> [TASK]: Please return the lines below unchanged, starting at the line that contains "Batch processing job — object class: person in" and ending at the line that contains "240 369 278 430", with both of those lines included.

-- Begin --

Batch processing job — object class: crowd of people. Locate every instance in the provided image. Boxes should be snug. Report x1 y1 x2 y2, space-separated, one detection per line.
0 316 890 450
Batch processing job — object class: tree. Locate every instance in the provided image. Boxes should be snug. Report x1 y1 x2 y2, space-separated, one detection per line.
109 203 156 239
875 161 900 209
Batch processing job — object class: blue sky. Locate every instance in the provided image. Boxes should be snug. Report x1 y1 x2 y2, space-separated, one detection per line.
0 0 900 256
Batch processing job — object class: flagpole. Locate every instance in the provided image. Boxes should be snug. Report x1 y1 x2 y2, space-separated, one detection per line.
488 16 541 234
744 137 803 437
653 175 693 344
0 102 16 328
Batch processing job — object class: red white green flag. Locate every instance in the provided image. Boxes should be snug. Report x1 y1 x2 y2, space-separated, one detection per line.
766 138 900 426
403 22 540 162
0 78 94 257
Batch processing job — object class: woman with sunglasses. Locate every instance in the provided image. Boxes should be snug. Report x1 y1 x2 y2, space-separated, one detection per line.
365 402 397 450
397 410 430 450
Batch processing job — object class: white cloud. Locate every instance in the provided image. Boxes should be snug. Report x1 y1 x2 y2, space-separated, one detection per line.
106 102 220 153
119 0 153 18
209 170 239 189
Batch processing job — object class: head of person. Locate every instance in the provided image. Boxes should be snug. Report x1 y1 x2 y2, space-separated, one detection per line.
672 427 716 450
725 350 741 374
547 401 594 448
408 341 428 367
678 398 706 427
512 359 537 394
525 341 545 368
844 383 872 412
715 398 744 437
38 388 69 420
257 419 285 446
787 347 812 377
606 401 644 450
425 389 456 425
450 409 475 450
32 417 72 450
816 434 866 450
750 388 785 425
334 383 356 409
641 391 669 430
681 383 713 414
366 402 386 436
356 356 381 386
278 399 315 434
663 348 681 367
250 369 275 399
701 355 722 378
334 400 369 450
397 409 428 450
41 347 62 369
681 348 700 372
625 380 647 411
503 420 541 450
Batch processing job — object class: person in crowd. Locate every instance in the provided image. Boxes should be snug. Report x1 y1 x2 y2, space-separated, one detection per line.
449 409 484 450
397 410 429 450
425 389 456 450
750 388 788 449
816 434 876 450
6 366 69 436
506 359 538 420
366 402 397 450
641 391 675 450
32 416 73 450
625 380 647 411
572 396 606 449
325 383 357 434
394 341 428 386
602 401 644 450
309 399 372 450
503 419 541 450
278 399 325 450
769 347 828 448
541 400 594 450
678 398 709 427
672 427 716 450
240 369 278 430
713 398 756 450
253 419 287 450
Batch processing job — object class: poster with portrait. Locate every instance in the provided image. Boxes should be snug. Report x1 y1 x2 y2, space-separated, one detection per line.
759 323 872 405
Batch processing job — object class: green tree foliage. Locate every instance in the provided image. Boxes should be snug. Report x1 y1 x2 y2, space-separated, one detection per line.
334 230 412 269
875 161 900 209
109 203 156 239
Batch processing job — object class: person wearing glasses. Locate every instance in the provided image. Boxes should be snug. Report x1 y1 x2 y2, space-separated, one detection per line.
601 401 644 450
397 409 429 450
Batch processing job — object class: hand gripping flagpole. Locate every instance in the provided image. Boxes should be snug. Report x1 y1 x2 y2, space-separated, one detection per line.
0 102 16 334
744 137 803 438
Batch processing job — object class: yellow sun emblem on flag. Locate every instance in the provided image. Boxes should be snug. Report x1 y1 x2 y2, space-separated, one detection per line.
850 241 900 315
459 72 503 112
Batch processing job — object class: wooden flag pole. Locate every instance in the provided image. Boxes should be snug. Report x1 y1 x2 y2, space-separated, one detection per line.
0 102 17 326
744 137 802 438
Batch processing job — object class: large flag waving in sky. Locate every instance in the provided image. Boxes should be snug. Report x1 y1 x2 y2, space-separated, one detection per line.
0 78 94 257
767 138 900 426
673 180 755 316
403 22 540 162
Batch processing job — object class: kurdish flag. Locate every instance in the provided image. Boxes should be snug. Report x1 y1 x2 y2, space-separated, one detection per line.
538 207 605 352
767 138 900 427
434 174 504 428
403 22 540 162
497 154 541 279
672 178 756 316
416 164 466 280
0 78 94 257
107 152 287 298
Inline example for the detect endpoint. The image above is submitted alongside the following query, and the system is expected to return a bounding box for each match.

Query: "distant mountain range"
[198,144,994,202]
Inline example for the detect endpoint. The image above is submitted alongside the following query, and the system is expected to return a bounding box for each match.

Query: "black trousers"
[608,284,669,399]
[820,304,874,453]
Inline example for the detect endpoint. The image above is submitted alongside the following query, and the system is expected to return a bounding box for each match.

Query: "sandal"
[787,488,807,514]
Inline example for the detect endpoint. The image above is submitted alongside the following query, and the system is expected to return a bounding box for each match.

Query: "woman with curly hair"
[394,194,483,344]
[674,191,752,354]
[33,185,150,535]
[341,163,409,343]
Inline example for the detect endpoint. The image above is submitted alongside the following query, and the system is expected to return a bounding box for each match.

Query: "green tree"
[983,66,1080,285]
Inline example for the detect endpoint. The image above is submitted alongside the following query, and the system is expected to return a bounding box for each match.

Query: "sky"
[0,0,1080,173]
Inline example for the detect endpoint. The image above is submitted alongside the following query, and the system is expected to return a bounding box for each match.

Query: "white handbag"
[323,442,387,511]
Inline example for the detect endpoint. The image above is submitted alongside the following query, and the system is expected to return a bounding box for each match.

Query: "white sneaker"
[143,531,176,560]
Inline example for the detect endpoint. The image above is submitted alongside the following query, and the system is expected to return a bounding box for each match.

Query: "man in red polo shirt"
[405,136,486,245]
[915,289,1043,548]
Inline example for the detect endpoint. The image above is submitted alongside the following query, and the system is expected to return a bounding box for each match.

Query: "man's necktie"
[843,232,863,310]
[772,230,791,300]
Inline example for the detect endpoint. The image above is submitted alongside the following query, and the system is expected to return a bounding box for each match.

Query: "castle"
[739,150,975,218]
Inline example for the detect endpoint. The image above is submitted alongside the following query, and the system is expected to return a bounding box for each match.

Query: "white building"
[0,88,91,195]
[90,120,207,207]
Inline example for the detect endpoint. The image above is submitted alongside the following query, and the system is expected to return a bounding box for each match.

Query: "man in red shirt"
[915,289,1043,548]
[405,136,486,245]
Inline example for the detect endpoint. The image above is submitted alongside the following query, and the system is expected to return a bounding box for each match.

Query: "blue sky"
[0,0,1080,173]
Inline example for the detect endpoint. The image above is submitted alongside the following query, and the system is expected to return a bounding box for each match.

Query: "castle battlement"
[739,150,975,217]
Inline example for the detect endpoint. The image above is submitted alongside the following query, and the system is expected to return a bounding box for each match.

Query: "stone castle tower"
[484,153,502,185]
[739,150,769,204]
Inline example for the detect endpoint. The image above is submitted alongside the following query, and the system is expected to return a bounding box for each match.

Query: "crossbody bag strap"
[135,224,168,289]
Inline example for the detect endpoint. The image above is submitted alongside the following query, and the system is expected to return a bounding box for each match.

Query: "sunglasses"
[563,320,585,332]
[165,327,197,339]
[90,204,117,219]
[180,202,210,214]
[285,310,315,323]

-- End --

> [REPLY TO THE EXERCISE]:
Batch processing job — object class: person in crowd. Locate every instance in the provided image. Boxes should be snug. Report x1 y1 x2 y2, space-separated, one detection per line.
449 409 484 450
397 410 429 450
425 389 456 450
750 388 788 449
816 434 876 450
6 366 69 436
506 359 538 420
366 402 397 450
641 391 675 450
32 416 73 450
625 380 647 411
572 396 606 449
325 383 357 434
394 341 428 386
602 401 644 450
309 399 372 450
503 419 541 450
278 399 325 450
769 347 828 448
541 400 594 450
678 398 709 427
672 427 716 450
240 369 278 430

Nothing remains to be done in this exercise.